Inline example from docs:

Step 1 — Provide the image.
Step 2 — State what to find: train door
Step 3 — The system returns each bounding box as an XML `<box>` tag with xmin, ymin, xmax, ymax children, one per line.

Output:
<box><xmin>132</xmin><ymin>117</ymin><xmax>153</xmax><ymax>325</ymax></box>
* * *
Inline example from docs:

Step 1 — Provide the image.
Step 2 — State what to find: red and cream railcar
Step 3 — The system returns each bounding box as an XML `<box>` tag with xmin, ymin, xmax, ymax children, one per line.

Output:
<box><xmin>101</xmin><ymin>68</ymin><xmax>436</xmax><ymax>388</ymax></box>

● THE EXERCISE
Pick out every line of the listing above that contains the word "State", and copy each one as it appears.

● WRITTEN SOLUTION
Step 2 — State what to find: train door
Step 2 — State what to find: red and cream railcar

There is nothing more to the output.